++++ DATA EXTRACT
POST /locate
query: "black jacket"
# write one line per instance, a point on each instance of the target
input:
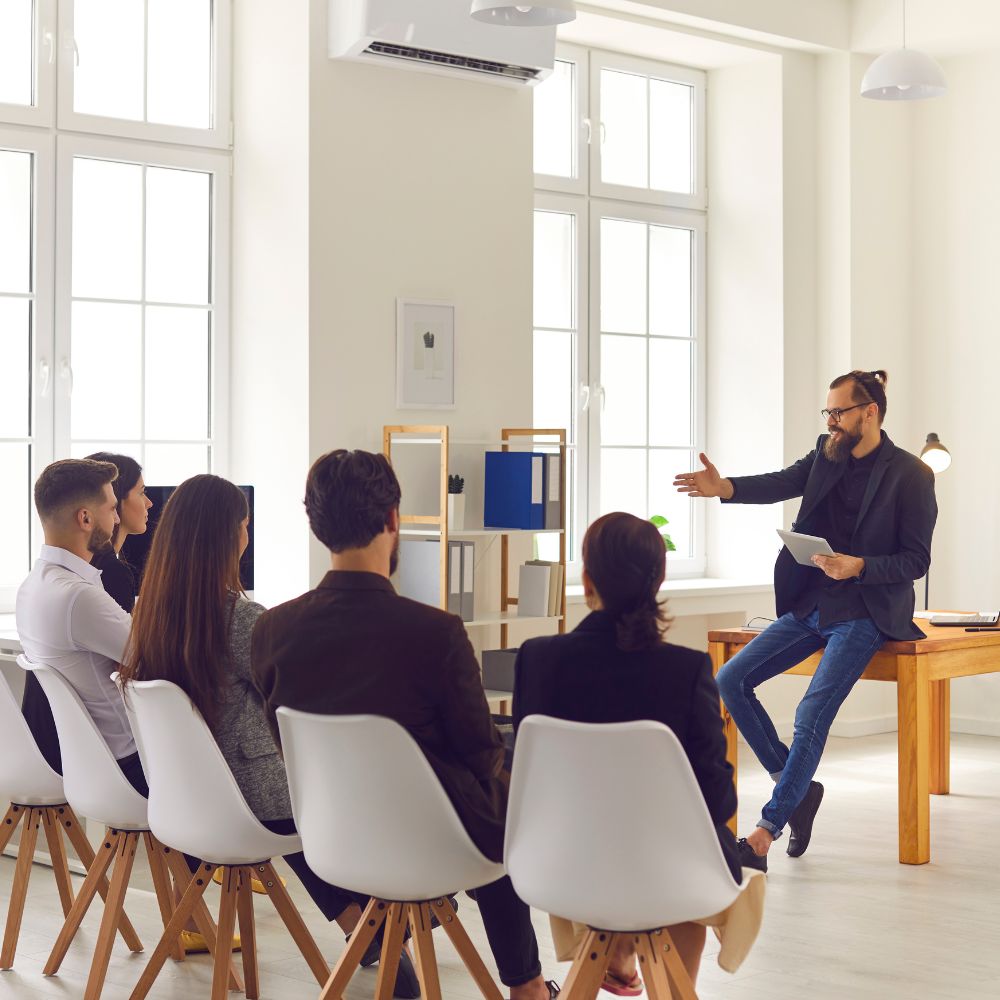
(584, 677)
(892, 534)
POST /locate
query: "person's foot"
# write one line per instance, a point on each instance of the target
(801, 821)
(749, 858)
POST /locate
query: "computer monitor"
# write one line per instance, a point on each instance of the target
(135, 551)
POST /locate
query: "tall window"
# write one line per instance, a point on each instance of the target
(620, 221)
(114, 257)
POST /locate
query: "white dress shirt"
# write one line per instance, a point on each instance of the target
(66, 621)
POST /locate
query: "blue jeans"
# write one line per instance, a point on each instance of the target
(849, 647)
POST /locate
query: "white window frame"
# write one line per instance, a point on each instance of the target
(42, 110)
(680, 567)
(694, 78)
(218, 136)
(42, 377)
(217, 163)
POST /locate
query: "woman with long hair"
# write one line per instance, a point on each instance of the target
(616, 667)
(192, 626)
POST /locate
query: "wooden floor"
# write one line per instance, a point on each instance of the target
(845, 921)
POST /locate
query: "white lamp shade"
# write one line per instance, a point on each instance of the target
(524, 13)
(903, 75)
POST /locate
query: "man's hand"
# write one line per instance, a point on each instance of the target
(705, 483)
(840, 567)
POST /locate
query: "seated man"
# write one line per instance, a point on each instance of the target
(65, 619)
(353, 645)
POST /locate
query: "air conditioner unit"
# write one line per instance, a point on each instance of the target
(439, 36)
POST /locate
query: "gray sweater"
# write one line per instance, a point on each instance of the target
(242, 731)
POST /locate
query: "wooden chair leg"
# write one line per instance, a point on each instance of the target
(128, 844)
(73, 829)
(227, 922)
(448, 919)
(19, 890)
(248, 934)
(162, 888)
(184, 909)
(367, 927)
(293, 921)
(423, 950)
(200, 915)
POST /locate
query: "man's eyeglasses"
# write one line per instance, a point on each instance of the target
(837, 412)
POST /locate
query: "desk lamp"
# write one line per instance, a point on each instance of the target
(937, 458)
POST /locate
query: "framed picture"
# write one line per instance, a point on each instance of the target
(425, 355)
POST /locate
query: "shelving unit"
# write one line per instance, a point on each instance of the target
(436, 525)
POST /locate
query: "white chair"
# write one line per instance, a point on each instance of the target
(196, 807)
(374, 818)
(96, 788)
(37, 798)
(569, 856)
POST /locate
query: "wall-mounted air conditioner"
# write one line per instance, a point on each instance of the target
(439, 36)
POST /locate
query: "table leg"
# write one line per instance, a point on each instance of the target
(940, 780)
(721, 652)
(914, 697)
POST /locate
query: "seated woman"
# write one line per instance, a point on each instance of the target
(192, 626)
(615, 667)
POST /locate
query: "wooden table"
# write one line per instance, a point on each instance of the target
(922, 671)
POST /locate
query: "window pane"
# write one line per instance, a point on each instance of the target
(107, 371)
(177, 235)
(623, 276)
(107, 229)
(555, 124)
(554, 260)
(16, 51)
(670, 115)
(670, 282)
(171, 464)
(15, 364)
(110, 39)
(177, 350)
(553, 380)
(624, 149)
(623, 480)
(623, 376)
(667, 502)
(16, 512)
(15, 221)
(670, 392)
(180, 63)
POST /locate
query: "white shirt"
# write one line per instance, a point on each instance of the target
(67, 621)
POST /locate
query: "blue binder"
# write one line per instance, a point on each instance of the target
(514, 493)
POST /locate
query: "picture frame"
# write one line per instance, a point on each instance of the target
(425, 355)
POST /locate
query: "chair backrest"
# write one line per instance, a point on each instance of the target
(25, 776)
(195, 805)
(606, 825)
(94, 784)
(371, 813)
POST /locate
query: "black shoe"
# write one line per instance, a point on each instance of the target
(749, 858)
(800, 822)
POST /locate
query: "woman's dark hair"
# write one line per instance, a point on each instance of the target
(180, 627)
(869, 387)
(129, 473)
(626, 560)
(349, 496)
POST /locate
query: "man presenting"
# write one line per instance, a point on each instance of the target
(874, 503)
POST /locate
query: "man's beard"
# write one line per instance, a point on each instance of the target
(838, 446)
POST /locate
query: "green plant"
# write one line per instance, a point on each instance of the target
(660, 523)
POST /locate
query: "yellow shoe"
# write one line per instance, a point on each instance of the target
(195, 944)
(255, 883)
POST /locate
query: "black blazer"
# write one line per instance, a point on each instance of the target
(584, 677)
(892, 534)
(353, 645)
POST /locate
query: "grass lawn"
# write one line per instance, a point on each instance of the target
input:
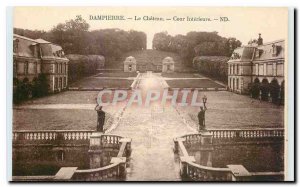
(93, 82)
(117, 74)
(193, 83)
(181, 75)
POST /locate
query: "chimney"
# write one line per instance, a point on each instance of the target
(260, 40)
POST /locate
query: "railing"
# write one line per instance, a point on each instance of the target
(110, 139)
(196, 172)
(50, 135)
(116, 170)
(237, 133)
(110, 172)
(247, 133)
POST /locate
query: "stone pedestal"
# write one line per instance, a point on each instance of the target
(206, 148)
(95, 151)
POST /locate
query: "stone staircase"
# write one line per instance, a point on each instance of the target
(151, 56)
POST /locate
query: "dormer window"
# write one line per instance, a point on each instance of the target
(275, 50)
(15, 45)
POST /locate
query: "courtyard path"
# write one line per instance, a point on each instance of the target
(152, 130)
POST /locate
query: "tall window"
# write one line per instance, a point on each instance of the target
(15, 45)
(56, 68)
(26, 68)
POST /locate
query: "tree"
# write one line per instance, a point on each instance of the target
(71, 35)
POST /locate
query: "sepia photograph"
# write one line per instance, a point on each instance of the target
(124, 94)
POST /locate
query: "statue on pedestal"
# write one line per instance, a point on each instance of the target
(100, 118)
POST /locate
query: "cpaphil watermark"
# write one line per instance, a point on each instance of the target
(176, 97)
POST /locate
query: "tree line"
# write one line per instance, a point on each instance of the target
(195, 44)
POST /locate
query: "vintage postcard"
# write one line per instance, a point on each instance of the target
(149, 94)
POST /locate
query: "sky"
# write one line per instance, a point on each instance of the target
(244, 23)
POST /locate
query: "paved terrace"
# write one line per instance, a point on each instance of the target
(152, 129)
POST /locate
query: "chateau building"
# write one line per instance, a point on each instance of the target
(32, 57)
(260, 63)
(131, 65)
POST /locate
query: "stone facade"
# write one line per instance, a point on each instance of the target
(32, 57)
(168, 65)
(130, 64)
(257, 62)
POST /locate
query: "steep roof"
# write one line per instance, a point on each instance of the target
(270, 51)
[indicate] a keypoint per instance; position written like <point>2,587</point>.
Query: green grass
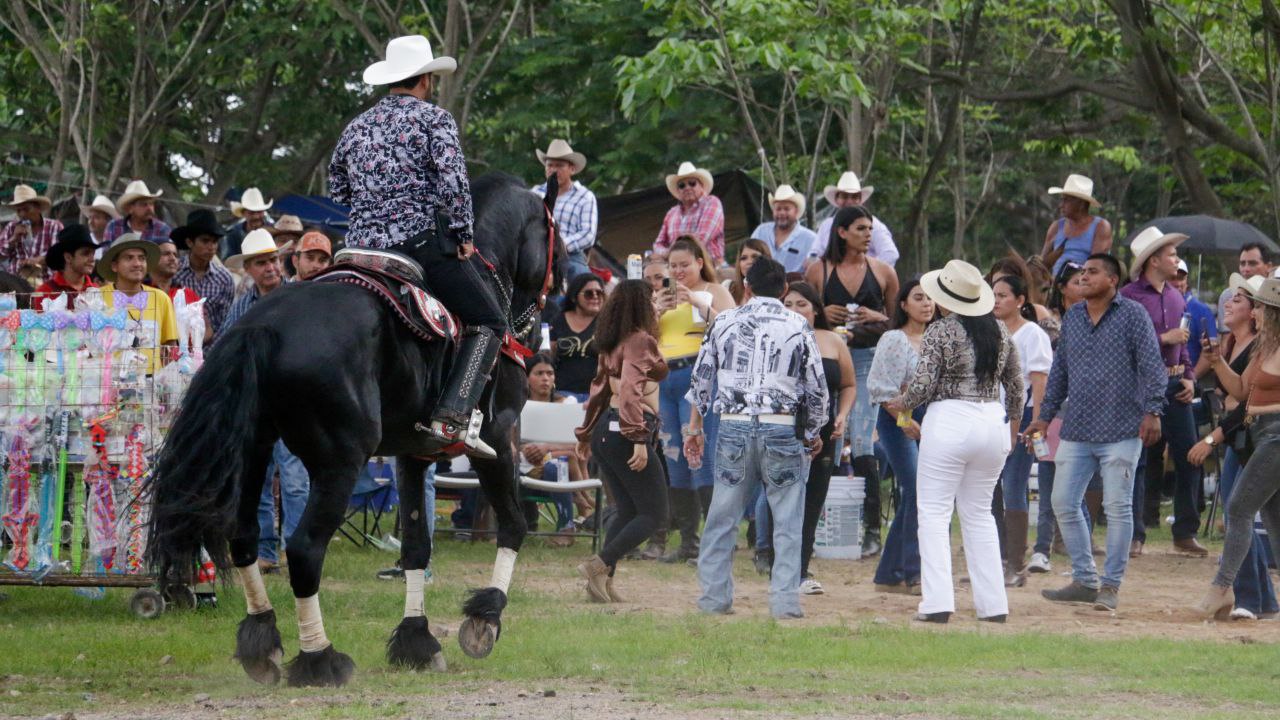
<point>67,648</point>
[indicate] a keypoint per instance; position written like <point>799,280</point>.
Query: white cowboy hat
<point>1146,244</point>
<point>959,287</point>
<point>689,171</point>
<point>1077,186</point>
<point>256,242</point>
<point>408,57</point>
<point>786,194</point>
<point>103,204</point>
<point>136,190</point>
<point>560,150</point>
<point>849,183</point>
<point>251,200</point>
<point>27,194</point>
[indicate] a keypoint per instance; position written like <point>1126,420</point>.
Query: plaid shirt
<point>576,217</point>
<point>705,222</point>
<point>216,287</point>
<point>14,251</point>
<point>156,231</point>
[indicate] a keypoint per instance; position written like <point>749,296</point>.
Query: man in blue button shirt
<point>1109,374</point>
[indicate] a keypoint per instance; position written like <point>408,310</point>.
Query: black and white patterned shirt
<point>764,360</point>
<point>396,165</point>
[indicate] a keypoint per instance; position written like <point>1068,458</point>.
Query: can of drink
<point>1040,446</point>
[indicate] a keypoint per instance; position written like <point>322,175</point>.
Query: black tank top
<point>869,294</point>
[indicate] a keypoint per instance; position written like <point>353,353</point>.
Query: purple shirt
<point>1166,311</point>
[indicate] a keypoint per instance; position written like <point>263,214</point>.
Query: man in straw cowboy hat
<point>26,240</point>
<point>1109,374</point>
<point>251,209</point>
<point>1077,233</point>
<point>71,260</point>
<point>576,215</point>
<point>1155,267</point>
<point>401,169</point>
<point>846,192</point>
<point>789,240</point>
<point>698,213</point>
<point>138,209</point>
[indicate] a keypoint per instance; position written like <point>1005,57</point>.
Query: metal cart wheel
<point>147,604</point>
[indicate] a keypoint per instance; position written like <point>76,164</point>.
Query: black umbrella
<point>1211,236</point>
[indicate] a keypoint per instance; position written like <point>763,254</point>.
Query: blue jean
<point>295,487</point>
<point>750,455</point>
<point>900,559</point>
<point>1253,588</point>
<point>675,411</point>
<point>1077,463</point>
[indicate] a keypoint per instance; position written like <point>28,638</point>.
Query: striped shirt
<point>576,217</point>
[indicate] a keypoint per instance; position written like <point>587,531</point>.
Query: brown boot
<point>1015,537</point>
<point>597,574</point>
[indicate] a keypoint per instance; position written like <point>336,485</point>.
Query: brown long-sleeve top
<point>634,363</point>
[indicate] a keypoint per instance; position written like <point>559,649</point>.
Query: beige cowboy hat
<point>408,57</point>
<point>251,200</point>
<point>103,204</point>
<point>560,150</point>
<point>1077,186</point>
<point>136,190</point>
<point>1146,245</point>
<point>959,287</point>
<point>786,194</point>
<point>127,241</point>
<point>689,171</point>
<point>27,194</point>
<point>256,242</point>
<point>849,183</point>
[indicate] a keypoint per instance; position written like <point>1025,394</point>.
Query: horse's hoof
<point>319,669</point>
<point>412,646</point>
<point>476,637</point>
<point>259,650</point>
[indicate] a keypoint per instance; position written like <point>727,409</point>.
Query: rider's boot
<point>456,415</point>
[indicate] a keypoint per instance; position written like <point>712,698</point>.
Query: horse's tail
<point>196,482</point>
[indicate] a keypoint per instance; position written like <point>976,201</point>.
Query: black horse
<point>333,373</point>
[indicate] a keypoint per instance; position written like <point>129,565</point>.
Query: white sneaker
<point>1040,564</point>
<point>810,586</point>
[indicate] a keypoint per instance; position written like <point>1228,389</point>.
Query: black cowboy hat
<point>69,240</point>
<point>199,222</point>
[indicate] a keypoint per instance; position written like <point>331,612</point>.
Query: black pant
<point>640,496</point>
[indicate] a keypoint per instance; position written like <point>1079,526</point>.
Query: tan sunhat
<point>561,150</point>
<point>959,287</point>
<point>787,194</point>
<point>849,183</point>
<point>136,190</point>
<point>252,201</point>
<point>1146,245</point>
<point>408,57</point>
<point>256,242</point>
<point>103,204</point>
<point>27,194</point>
<point>1077,186</point>
<point>689,171</point>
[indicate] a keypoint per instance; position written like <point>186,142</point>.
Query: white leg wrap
<point>414,582</point>
<point>310,625</point>
<point>502,569</point>
<point>255,591</point>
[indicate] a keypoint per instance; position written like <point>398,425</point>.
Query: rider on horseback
<point>400,167</point>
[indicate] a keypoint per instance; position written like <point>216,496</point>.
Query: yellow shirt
<point>158,322</point>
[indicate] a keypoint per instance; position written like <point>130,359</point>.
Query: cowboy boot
<point>456,417</point>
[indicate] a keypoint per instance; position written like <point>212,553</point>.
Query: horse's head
<point>513,229</point>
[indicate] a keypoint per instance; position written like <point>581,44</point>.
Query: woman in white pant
<point>965,358</point>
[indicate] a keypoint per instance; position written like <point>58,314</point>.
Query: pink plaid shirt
<point>704,220</point>
<point>14,251</point>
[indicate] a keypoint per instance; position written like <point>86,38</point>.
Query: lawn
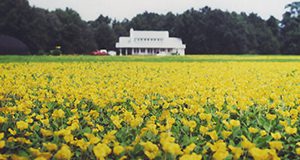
++++++++
● ABOUT THIS TASK
Search the data above for the string "wooden" and return every line that has it.

● SOLUTION TO THIS TASK
query: "wooden floor"
query: "wooden chair leg"
query: "wooden table"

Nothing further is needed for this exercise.